Problem statement: Your response needs to be the data below, retyped exactly.

Record set:

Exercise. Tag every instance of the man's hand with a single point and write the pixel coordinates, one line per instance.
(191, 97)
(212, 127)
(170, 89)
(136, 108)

Reply to the exercise:
Exercise. Tag every instance of the man's hand with a single point and write the pixel coordinates, one line per instance.
(191, 97)
(212, 127)
(170, 89)
(136, 108)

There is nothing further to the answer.